▸ What this task involves
Copy out the entries below word for word, starting at the first line and ending with the line that contains "point(490, 313)", both included.

▸ Available data

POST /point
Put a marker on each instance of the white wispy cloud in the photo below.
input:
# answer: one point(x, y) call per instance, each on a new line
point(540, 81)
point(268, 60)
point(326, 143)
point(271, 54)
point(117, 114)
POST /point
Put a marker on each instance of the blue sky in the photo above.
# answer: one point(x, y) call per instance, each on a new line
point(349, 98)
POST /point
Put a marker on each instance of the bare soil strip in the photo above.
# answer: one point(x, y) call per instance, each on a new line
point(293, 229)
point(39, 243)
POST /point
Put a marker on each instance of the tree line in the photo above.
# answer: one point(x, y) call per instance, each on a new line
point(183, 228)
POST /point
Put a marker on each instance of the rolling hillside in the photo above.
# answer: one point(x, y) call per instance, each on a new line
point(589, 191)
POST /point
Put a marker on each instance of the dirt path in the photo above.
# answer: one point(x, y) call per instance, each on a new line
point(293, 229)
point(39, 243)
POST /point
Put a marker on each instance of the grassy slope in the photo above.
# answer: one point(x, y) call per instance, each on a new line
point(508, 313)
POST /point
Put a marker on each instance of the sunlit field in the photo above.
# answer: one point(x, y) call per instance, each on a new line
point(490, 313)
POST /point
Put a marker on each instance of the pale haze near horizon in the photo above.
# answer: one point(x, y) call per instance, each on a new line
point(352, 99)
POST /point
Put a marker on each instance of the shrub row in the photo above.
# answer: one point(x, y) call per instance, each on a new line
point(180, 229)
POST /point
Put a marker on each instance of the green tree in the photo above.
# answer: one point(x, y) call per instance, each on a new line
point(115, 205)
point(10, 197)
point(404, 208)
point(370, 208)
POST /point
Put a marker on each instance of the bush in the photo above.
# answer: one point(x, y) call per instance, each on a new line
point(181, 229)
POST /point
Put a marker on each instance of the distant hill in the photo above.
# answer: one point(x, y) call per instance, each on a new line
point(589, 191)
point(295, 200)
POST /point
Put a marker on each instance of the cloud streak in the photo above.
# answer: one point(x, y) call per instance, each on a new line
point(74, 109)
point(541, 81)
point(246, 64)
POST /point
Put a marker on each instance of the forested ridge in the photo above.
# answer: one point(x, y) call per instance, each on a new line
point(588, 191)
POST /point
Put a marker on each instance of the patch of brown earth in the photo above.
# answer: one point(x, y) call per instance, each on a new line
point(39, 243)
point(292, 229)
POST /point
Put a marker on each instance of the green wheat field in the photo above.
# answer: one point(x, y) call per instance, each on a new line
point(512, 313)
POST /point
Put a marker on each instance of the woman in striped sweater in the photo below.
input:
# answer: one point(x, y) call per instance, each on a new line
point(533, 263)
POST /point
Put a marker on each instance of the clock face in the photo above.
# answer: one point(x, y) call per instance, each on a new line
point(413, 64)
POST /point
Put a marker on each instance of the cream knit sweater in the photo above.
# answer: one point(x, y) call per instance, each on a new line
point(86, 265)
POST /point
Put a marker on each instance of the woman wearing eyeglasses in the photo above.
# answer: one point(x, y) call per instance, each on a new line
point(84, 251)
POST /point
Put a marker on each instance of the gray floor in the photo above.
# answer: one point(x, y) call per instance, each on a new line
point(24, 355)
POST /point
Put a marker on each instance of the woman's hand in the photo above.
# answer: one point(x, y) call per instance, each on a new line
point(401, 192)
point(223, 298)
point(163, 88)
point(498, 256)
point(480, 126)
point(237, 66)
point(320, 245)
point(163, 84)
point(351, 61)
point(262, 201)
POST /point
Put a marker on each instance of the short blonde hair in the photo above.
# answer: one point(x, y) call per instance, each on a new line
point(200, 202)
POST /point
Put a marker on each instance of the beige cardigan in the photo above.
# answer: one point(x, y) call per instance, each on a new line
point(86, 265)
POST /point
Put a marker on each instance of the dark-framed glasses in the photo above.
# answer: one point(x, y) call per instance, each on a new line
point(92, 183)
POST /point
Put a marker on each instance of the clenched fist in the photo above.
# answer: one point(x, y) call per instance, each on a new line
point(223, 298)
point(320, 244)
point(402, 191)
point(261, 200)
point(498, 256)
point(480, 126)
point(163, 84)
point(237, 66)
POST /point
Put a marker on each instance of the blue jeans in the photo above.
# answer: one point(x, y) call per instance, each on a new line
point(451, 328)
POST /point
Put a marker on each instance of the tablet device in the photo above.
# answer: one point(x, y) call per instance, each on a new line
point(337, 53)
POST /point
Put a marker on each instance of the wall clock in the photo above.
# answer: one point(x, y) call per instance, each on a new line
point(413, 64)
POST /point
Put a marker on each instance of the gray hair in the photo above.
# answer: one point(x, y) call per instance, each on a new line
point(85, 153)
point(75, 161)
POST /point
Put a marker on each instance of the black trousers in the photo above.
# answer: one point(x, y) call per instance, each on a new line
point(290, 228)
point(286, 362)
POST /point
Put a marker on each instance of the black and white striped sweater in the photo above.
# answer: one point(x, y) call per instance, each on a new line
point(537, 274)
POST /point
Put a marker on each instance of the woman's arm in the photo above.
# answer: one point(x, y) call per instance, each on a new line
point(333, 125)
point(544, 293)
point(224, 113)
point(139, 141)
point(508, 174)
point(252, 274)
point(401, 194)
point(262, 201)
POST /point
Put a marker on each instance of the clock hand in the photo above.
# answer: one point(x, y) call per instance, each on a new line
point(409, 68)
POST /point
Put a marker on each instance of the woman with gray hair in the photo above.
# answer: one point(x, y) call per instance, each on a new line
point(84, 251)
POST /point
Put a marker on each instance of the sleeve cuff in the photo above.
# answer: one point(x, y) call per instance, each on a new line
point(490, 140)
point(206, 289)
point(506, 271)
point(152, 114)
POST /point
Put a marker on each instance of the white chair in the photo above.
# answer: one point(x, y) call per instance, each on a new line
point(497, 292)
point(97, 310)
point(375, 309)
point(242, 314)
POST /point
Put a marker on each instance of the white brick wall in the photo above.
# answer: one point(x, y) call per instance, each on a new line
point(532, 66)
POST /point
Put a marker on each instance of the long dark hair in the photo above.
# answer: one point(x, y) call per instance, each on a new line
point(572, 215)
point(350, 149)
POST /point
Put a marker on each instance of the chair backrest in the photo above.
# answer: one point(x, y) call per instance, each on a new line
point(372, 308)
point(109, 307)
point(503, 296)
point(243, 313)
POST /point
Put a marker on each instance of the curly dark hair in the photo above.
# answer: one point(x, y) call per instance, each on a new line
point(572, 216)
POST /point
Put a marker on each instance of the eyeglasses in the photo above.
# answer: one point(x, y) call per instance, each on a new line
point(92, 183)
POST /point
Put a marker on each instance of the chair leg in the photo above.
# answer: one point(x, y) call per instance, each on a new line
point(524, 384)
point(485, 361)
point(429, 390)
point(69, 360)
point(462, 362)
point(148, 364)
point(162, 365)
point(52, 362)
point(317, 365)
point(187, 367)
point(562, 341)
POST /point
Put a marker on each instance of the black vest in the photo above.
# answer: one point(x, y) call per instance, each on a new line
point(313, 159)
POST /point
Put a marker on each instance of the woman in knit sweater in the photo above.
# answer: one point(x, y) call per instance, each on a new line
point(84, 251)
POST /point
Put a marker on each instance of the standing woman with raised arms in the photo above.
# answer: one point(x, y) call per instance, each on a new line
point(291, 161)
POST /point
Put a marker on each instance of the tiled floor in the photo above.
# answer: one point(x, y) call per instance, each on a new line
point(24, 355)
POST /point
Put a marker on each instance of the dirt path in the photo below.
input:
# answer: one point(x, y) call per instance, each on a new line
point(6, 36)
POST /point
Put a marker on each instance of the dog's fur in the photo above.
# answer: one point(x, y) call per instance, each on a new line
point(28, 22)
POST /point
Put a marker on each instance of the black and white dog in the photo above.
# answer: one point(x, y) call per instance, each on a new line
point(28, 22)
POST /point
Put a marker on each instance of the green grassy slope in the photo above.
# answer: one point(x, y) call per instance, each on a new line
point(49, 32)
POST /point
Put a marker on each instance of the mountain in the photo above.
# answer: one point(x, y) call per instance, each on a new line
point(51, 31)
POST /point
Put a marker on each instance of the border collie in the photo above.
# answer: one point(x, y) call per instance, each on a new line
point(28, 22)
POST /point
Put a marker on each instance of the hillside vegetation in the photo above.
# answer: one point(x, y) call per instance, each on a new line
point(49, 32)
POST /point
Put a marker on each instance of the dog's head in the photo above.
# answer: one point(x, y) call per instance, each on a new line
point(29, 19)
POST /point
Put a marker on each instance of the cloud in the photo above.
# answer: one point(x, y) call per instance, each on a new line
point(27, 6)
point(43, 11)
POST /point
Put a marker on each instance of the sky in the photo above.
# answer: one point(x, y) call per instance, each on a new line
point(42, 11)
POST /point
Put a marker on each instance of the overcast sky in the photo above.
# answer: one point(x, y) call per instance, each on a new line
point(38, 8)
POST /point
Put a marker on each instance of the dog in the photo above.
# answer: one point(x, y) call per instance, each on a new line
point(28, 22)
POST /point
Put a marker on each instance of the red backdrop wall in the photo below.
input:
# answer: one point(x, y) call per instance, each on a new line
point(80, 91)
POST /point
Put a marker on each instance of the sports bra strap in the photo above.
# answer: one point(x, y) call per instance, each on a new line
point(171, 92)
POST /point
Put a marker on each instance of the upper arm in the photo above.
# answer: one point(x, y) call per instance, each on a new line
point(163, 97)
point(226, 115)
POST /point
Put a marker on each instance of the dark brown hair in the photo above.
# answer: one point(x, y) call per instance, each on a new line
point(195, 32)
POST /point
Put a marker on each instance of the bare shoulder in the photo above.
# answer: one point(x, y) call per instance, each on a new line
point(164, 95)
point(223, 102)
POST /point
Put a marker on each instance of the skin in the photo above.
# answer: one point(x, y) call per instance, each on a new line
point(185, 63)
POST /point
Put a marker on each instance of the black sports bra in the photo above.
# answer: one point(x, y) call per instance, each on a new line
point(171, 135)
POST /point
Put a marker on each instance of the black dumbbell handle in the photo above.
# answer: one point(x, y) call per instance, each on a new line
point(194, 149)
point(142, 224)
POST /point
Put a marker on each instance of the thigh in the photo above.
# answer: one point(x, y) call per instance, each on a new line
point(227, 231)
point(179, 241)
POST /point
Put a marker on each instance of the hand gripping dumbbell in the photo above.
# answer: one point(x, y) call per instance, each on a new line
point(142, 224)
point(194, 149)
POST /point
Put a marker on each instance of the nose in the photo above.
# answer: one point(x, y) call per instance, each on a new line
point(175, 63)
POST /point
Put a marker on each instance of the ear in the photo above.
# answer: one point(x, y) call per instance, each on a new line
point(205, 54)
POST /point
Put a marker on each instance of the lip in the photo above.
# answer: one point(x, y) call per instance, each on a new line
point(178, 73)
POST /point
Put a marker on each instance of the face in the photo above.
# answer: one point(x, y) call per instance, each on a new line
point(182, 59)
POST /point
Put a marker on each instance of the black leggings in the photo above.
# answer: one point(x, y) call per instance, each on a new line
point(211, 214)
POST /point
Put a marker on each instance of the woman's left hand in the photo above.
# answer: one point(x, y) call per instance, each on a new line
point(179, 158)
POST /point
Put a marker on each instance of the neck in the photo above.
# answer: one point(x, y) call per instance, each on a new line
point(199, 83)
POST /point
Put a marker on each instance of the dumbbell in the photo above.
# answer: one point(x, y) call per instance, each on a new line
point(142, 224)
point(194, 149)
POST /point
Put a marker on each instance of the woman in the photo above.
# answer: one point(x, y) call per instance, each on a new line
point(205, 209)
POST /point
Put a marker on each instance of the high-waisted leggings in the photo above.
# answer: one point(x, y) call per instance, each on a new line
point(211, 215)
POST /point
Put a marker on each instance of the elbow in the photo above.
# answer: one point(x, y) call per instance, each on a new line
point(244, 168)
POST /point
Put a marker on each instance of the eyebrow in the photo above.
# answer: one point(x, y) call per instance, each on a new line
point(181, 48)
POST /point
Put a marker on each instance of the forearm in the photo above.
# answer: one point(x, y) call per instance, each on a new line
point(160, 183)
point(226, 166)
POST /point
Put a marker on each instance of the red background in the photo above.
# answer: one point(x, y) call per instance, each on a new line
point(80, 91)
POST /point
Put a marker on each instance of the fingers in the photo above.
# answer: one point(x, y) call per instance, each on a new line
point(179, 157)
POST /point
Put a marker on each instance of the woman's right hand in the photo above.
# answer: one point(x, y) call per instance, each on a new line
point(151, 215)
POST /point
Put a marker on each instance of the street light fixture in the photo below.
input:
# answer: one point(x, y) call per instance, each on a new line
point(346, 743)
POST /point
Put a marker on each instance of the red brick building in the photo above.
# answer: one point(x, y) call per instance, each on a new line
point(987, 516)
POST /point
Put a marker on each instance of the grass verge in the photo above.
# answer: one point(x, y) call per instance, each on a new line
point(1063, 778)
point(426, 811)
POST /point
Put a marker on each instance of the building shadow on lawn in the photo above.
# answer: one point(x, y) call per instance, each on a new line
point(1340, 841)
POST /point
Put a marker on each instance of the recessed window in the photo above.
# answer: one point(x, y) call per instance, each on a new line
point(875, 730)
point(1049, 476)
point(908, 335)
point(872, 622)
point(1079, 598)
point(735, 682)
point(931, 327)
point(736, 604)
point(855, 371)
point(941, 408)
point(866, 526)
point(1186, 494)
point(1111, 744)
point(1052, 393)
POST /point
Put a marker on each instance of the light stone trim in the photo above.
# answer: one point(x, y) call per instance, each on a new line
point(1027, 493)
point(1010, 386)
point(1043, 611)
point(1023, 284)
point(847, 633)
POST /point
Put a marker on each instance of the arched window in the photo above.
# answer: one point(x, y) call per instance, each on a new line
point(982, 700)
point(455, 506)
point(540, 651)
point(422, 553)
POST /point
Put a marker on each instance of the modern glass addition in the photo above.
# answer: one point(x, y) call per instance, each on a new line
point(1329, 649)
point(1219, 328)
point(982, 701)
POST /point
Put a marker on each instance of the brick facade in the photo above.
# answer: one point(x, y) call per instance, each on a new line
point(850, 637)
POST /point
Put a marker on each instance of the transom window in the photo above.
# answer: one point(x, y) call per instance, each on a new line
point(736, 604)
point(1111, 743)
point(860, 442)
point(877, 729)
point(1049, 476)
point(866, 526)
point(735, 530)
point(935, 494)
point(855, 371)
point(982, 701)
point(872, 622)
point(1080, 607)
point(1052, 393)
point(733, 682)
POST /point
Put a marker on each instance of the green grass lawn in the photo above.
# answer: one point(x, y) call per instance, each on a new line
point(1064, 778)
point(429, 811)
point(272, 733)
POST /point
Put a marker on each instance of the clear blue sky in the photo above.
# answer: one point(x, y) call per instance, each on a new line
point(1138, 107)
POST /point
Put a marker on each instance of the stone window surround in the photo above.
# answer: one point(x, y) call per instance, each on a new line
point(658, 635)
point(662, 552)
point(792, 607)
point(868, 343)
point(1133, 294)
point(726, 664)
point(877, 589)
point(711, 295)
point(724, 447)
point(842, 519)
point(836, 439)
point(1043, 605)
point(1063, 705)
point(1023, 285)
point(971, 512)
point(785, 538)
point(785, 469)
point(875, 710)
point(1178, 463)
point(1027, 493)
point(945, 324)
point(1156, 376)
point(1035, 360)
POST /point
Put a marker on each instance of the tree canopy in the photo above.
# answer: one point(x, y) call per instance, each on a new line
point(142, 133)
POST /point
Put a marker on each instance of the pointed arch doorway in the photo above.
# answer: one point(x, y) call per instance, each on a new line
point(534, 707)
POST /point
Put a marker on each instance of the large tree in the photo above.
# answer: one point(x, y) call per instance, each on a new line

▸ Completed task
POST /point
Put a marker on each instance of the white wispy cloud in the photo below.
input:
# answer: one point(x, y) call per instance, each on a new line
point(540, 81)
point(268, 60)
point(326, 143)
point(271, 54)
point(117, 114)
POST /point
Put a marker on each instance of the blue sky in the photo above.
# answer: one point(x, y) call per instance, each on a new line
point(349, 98)
POST /point
Put a marker on each instance of the bare soil strip in the photo above.
# answer: one point(x, y) call per instance, each on a new line
point(293, 229)
point(39, 243)
POST /point
Put a marker on each instance of the tree line in the photo above.
# answer: one point(x, y) call per instance, each on a new line
point(183, 228)
POST /point
Put a marker on each instance of the rolling hillside in the photo above.
# answer: one point(x, y) call per instance, each on a new line
point(589, 191)
POST /point
Put a marker on each instance of the dirt path in the photo above.
# answer: one point(x, y) call per instance, each on a new line
point(293, 229)
point(39, 243)
POST /point
Put a marker on each instance of the grassy slope in the photo above.
# answer: one point(x, y) call per instance, each on a new line
point(508, 313)
POST /point
Put a marker on each instance of the sunlit field in the photo above.
# answer: one point(x, y) call per instance, each on a new line
point(490, 313)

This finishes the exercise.